● EXTRACTED ENTRIES:
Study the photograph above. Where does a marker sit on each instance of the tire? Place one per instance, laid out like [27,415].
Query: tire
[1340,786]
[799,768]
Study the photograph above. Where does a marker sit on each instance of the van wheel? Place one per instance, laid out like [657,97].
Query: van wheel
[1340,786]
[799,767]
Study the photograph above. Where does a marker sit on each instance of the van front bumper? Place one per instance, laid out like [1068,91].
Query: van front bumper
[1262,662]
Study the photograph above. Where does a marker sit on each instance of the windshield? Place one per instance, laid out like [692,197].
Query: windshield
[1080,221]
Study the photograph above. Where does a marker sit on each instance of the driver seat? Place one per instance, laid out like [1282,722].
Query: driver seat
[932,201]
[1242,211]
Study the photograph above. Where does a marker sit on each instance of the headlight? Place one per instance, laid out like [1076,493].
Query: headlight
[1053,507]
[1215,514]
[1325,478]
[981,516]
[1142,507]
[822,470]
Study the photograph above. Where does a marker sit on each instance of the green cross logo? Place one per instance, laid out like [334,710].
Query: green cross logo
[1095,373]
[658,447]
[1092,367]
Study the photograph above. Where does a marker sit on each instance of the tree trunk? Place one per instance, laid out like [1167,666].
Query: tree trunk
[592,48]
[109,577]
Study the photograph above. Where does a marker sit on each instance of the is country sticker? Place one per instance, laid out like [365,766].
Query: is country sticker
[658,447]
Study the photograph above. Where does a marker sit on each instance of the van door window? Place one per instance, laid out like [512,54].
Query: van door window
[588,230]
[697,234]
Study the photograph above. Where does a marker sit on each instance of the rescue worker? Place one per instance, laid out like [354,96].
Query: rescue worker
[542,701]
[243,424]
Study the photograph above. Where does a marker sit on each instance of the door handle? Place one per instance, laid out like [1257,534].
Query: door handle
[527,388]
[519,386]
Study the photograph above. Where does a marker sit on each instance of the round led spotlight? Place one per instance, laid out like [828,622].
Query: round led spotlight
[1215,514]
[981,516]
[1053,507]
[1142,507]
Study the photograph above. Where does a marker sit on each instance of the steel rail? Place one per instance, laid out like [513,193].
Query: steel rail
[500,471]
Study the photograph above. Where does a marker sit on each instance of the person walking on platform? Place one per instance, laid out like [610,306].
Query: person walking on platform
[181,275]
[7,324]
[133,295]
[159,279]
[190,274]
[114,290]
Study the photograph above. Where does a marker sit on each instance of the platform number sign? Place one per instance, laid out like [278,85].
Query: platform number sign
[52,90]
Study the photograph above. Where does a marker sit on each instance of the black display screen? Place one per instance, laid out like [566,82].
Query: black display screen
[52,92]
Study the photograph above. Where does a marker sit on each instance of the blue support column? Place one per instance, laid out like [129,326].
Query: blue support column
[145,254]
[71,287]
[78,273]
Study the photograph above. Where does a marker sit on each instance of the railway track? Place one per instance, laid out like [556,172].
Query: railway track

---

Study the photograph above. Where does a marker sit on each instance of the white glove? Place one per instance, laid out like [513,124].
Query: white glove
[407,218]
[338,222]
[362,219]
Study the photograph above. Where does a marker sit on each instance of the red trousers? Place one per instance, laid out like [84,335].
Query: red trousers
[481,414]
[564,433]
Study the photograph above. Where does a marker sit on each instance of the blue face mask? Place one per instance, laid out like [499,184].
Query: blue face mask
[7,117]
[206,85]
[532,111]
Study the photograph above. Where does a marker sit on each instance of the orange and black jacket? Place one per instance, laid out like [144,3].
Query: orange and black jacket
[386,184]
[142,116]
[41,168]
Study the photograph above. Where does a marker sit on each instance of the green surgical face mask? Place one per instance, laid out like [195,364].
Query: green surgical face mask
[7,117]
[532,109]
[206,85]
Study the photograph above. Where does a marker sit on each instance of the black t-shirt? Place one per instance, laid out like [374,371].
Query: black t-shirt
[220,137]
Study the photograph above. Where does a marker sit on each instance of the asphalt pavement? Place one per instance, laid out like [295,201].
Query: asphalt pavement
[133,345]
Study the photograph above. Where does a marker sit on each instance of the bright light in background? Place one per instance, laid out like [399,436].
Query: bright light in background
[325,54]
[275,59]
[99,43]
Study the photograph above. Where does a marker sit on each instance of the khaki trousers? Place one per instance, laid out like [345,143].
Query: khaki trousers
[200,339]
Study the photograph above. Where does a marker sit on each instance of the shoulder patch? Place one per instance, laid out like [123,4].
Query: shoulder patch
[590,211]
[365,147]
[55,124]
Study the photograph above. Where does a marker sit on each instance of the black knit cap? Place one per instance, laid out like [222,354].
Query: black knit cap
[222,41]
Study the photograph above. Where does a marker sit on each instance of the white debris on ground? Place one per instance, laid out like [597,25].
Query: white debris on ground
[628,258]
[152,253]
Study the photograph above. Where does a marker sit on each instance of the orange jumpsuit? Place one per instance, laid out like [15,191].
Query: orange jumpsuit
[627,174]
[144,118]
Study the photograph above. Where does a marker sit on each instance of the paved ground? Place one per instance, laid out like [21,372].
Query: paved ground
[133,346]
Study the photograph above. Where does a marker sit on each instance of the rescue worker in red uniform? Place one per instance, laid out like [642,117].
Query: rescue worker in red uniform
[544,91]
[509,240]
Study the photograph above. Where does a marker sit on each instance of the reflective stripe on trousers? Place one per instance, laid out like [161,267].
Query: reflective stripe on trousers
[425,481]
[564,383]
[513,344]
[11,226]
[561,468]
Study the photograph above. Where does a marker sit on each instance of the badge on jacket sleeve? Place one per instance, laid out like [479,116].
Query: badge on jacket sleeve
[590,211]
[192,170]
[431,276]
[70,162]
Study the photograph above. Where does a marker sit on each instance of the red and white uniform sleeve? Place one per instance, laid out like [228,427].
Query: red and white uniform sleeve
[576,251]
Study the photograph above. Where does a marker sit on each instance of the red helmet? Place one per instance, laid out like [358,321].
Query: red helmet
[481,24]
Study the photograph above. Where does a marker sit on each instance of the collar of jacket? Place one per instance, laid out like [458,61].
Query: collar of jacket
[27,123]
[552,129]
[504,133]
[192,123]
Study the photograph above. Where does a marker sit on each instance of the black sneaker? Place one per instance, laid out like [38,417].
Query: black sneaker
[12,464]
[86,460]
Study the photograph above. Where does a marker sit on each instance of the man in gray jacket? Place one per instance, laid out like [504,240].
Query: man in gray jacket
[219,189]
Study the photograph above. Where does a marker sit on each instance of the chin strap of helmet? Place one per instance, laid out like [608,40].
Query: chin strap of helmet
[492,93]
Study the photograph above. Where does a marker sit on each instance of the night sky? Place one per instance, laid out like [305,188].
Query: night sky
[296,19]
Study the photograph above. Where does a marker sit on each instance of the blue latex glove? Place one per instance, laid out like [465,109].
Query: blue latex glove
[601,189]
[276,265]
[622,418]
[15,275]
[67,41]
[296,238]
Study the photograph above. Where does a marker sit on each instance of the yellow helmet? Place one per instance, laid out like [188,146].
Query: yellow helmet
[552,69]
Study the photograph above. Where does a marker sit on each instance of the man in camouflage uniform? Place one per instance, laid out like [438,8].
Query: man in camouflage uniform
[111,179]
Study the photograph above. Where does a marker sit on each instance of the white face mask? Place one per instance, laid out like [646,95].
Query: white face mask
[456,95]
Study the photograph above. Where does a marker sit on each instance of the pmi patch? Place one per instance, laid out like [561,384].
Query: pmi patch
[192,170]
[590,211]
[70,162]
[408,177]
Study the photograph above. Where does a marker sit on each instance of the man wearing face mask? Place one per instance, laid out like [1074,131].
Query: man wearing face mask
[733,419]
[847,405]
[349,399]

---

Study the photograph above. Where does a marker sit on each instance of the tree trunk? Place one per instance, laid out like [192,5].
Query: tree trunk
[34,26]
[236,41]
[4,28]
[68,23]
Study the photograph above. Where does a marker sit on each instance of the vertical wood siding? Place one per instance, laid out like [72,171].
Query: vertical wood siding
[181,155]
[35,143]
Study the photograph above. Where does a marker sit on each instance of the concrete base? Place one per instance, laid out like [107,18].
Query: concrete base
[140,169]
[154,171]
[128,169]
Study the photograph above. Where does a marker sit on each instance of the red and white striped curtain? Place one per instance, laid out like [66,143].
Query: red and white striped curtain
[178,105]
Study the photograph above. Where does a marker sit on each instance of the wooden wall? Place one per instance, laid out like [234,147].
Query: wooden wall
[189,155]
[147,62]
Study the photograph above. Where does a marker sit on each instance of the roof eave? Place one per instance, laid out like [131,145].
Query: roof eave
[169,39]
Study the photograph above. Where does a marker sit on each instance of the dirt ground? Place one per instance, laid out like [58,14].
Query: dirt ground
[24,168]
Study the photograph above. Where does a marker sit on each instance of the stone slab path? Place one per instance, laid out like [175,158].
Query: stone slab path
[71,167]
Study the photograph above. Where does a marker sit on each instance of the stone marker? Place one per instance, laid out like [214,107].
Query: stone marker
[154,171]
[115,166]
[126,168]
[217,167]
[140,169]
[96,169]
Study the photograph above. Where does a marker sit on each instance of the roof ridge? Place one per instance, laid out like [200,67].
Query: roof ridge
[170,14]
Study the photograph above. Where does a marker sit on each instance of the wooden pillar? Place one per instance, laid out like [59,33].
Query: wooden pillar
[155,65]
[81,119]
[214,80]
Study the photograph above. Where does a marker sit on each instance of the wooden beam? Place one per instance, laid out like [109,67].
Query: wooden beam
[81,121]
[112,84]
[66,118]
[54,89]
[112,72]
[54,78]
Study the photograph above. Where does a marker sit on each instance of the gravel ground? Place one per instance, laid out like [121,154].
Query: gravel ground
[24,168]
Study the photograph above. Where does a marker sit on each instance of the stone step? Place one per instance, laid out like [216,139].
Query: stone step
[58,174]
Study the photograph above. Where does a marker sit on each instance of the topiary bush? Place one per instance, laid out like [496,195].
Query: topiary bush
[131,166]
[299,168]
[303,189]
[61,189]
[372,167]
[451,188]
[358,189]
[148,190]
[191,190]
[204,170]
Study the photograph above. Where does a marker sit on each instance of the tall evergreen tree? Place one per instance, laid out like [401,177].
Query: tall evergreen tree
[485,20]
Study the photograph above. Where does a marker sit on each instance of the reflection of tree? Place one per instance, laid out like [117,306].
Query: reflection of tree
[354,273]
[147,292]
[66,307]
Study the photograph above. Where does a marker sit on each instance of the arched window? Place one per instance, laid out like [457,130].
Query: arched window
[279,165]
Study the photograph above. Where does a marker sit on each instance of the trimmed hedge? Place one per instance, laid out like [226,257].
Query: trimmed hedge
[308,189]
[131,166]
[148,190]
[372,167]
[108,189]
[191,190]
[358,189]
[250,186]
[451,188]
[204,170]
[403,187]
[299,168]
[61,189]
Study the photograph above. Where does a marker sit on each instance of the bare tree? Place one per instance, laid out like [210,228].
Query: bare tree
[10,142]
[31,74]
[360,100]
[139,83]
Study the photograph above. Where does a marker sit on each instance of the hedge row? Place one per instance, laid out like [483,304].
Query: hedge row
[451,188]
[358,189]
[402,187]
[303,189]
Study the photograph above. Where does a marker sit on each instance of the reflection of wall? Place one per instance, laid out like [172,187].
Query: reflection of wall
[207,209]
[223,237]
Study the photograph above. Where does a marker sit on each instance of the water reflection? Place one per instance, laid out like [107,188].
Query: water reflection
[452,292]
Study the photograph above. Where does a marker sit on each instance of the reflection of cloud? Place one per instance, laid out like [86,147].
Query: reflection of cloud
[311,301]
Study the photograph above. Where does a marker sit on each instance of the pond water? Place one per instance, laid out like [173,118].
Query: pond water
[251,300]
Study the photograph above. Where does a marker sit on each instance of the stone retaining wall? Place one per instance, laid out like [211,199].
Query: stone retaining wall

● PROBLEM DESCRIPTION:
Please find every line in the records that contains the word "track", and copy it out.

● YOUR SOLUTION:
Study the photograph above. Where does a marker sit on each instance of the railway track? Place one per instance, laid out like [556,172].
Query: railway track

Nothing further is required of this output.